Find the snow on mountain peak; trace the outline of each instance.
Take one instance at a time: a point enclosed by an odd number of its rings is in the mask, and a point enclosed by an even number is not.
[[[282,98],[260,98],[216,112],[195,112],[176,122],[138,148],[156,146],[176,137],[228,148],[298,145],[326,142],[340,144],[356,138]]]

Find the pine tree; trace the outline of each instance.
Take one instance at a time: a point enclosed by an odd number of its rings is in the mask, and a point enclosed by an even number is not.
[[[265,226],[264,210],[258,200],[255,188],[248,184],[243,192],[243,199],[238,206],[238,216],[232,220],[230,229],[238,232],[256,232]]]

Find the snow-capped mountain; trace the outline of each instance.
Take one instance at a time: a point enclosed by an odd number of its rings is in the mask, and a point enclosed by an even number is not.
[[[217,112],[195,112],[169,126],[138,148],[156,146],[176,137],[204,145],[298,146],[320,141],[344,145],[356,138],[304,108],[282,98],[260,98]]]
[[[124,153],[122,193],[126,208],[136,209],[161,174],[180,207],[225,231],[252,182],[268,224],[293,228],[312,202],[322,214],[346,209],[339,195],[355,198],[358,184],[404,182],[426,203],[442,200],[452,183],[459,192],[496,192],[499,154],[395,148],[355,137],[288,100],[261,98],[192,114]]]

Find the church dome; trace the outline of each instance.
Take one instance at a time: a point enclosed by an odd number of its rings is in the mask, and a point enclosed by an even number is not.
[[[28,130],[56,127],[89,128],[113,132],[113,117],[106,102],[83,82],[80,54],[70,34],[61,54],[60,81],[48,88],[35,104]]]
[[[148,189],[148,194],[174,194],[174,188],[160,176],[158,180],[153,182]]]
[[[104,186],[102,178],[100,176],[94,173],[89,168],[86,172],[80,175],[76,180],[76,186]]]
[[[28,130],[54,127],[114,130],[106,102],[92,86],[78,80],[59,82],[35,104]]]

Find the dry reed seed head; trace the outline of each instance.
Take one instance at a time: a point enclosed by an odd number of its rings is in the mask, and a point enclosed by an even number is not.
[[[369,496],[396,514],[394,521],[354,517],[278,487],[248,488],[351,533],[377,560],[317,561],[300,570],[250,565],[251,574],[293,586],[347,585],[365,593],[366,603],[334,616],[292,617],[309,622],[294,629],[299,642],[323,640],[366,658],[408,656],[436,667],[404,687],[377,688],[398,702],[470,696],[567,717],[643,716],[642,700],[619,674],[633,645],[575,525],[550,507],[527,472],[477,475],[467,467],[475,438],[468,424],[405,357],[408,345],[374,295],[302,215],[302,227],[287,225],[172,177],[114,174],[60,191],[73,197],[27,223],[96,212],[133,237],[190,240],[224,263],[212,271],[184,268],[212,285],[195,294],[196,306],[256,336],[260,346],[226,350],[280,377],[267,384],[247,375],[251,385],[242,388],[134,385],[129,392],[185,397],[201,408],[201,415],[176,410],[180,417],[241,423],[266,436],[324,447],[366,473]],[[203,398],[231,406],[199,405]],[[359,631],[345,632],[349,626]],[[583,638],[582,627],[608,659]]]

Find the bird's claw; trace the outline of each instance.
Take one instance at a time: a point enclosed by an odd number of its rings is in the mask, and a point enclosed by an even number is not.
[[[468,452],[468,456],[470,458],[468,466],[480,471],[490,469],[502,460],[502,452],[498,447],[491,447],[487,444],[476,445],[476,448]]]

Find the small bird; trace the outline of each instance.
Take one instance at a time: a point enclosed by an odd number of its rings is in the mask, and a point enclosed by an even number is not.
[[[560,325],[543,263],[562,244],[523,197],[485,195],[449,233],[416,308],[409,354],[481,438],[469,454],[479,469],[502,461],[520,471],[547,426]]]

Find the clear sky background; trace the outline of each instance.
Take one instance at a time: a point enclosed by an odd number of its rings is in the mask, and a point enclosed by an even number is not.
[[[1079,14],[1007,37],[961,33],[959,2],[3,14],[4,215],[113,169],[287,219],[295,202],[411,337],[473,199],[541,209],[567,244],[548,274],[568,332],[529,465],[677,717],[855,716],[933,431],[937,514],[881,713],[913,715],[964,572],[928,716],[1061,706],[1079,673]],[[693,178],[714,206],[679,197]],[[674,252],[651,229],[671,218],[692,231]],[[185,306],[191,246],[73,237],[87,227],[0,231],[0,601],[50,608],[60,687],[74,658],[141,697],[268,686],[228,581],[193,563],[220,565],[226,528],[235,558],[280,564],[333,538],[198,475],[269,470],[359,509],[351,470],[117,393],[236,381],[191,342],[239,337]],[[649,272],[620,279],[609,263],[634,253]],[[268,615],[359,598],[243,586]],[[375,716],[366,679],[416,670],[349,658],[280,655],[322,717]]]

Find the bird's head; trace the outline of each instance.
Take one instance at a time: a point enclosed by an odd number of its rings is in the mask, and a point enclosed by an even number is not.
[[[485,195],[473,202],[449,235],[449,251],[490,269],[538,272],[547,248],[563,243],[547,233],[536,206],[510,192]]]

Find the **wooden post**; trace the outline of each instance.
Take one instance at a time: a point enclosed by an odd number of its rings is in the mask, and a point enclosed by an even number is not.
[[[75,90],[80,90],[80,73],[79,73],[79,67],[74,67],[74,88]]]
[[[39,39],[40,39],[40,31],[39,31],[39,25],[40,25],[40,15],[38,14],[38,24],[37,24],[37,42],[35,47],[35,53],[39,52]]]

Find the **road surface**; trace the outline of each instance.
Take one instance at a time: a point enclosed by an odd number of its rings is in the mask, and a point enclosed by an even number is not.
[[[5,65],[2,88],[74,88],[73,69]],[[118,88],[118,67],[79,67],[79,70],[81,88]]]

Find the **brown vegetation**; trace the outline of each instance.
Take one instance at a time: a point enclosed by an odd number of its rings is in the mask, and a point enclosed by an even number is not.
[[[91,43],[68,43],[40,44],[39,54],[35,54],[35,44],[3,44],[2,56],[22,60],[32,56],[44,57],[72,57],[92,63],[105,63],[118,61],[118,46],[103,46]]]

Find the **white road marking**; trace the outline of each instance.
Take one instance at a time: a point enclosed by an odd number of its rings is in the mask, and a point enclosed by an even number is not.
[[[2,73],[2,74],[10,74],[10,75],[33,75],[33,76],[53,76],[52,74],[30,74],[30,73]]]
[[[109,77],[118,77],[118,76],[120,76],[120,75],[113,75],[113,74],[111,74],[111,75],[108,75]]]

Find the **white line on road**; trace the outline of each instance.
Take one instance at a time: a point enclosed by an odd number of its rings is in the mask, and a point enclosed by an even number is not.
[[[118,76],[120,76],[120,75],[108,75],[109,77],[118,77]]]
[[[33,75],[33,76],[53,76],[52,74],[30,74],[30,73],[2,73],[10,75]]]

________

:: SET EXERCISE ::
Write out every entry word for word.

:: RESPONSE TO THE EXERCISE ::
Find the snow on mountain peak; trace the outline of each instance.
Take one instance at a time: a point enclosed by an odd number of its rings is in the mask, and a point enclosed by an even number is not.
[[[282,98],[260,98],[216,112],[195,112],[176,122],[138,148],[156,146],[176,137],[228,148],[298,145],[326,142],[340,144],[356,138]]]

Find the pine tree; trace the outline of each instance.
Take one instance at a time: a point enclosed by an odd number of its rings is in the mask, and a point enclosed by an even number is not.
[[[265,226],[264,210],[258,200],[255,188],[248,184],[243,192],[243,199],[238,206],[238,216],[232,220],[230,229],[238,232],[256,232]]]

Find the snow-capped mountain; trace the outline of each instance.
Take one instance at a time: a point enclosed by an odd number of its rings is in the mask, and a point enclosed by an even number is not.
[[[217,112],[195,112],[169,126],[138,148],[156,146],[176,137],[204,145],[298,146],[320,141],[344,145],[356,138],[304,108],[282,98],[260,98]]]
[[[124,153],[122,193],[126,208],[136,209],[161,174],[180,207],[225,231],[252,182],[268,224],[293,228],[312,202],[322,214],[346,209],[339,195],[355,198],[358,184],[404,182],[426,203],[442,200],[452,183],[459,192],[496,192],[499,154],[395,148],[355,137],[288,100],[261,98],[192,114]]]

Find the church dome; trace the outline of each instance.
Take one instance at a time: a point enclosed by an odd number of its rings is in the mask, and a point enclosed by an even number is not.
[[[28,130],[56,127],[89,128],[113,132],[113,117],[106,102],[83,82],[80,54],[70,34],[61,54],[60,81],[48,88],[35,104]]]
[[[148,189],[148,194],[174,194],[174,188],[160,176],[158,180],[153,182]]]
[[[104,186],[102,178],[100,176],[94,173],[89,168],[86,172],[80,175],[76,180],[76,186]]]
[[[28,130],[54,127],[114,130],[106,102],[92,86],[78,80],[59,82],[35,104]]]

Find the dry reed seed head; trace the outline of each instance.
Take one instance at a time: a point enclosed by an odd number of its rings is in the mask, and a point enclosed by an even number is not.
[[[369,496],[396,514],[394,521],[354,517],[278,487],[248,488],[351,533],[377,560],[317,561],[300,570],[250,565],[251,574],[293,586],[347,585],[365,593],[366,603],[334,616],[292,617],[309,622],[294,629],[299,642],[323,640],[366,658],[408,656],[436,667],[404,687],[377,688],[398,702],[470,696],[567,717],[643,716],[642,700],[619,674],[633,645],[575,525],[550,507],[527,472],[477,475],[467,467],[475,438],[468,424],[405,357],[408,345],[374,295],[302,215],[302,227],[287,225],[172,177],[114,174],[60,191],[73,197],[27,223],[96,212],[133,237],[190,240],[224,263],[212,271],[184,268],[212,285],[195,294],[196,306],[256,336],[260,346],[226,350],[280,377],[267,384],[247,375],[251,385],[242,388],[134,385],[129,392],[185,397],[201,408],[201,415],[176,410],[180,417],[241,423],[266,436],[324,447],[366,473]],[[203,398],[231,406],[199,405]],[[359,631],[345,632],[349,626]],[[583,638],[582,627],[608,659]]]

Find the bird's claw; trace the outline of each instance.
Take one instance at a time: a point enclosed by an odd number of its rings is in the mask, and a point enclosed by an even number is not.
[[[468,452],[468,456],[470,458],[468,466],[480,471],[490,469],[502,460],[502,452],[498,447],[491,447],[487,444],[476,445],[476,448]]]

Find the small bird; trace the outline of each instance.
Take one instance at a time: a point enclosed by an odd number of its rings is in the mask, and a point enclosed by an even number is not.
[[[560,325],[543,263],[562,244],[523,197],[485,195],[449,233],[416,308],[409,354],[481,438],[469,454],[479,469],[502,461],[520,471],[547,426]]]

Find the clear sky background; trace the outline of each instance.
Take one instance at a time: a point enclosed by an odd number of its rings is in the mask, and a point enclosed by an even number is not.
[[[1079,14],[1007,37],[961,33],[959,2],[3,14],[4,215],[113,169],[287,219],[295,202],[411,337],[473,199],[541,209],[567,244],[548,274],[568,332],[529,465],[677,717],[855,716],[933,431],[937,514],[881,713],[913,715],[964,572],[928,716],[1061,706],[1079,673]],[[693,178],[714,206],[679,197]],[[674,252],[651,229],[671,218],[692,231]],[[185,306],[191,246],[73,237],[87,227],[0,231],[0,601],[50,608],[60,687],[74,658],[141,697],[268,686],[228,581],[193,563],[220,565],[226,528],[235,558],[280,564],[333,538],[198,475],[269,470],[359,509],[351,470],[117,393],[236,381],[191,342],[239,337]],[[649,272],[620,279],[609,263],[634,253]],[[268,615],[359,598],[243,586]],[[375,716],[366,679],[416,670],[349,658],[280,655],[322,717]]]

Find the bird's head; trace the outline of each instance.
Take one instance at a time: a point enclosed by an odd number of its rings is in the mask, and a point enclosed by an even number is not.
[[[485,195],[473,202],[449,235],[449,251],[490,269],[538,272],[547,248],[563,243],[547,233],[536,206],[510,192]]]

Find the **wooden post**; trace the outline of each instance.
Take one instance at a time: a point enclosed by an odd number of its rings is in the mask, and a point enclosed by an even number is not.
[[[75,90],[80,90],[80,73],[79,73],[79,67],[74,67],[74,88]]]
[[[39,39],[40,39],[40,31],[39,31],[39,25],[40,25],[40,15],[38,14],[38,24],[37,24],[37,42],[35,47],[35,53],[39,52]]]

Find the **road surface**; trace the outline of each instance.
Take one instance at a time: a point enclosed by an odd number of its rings is in the mask, and a point enclosed by an even number is not.
[[[5,65],[2,88],[74,88],[73,69]],[[118,88],[118,67],[79,67],[79,70],[81,88]]]

Find the **brown vegetation**; trace the outline of each instance.
Take one instance at a time: a point enclosed by an odd number of its rings is in the mask, and a point enclosed by an even number is not.
[[[91,43],[68,43],[40,44],[39,54],[35,54],[35,44],[3,44],[2,56],[22,60],[32,56],[44,57],[72,57],[92,63],[105,63],[118,61],[118,46],[103,46]]]

Find the **white road marking**; trace the outline of each instance.
Take one instance at a time: a point enclosed by an odd number of its rings is in the mask, and a point enclosed by an even number is not.
[[[2,73],[2,74],[10,74],[10,75],[33,75],[33,76],[53,76],[52,74],[30,74],[30,73]]]
[[[109,77],[118,77],[118,76],[120,76],[120,75],[113,75],[113,74],[111,74],[111,75],[108,75]]]

Find the **white line on road**; trace the outline of each instance.
Take one instance at a time: a point enclosed by an odd number of its rings is in the mask, and a point enclosed by an even number is not.
[[[118,76],[120,76],[120,75],[108,75],[109,77],[118,77]]]
[[[33,75],[33,76],[53,76],[52,74],[30,74],[30,73],[2,73],[10,75]]]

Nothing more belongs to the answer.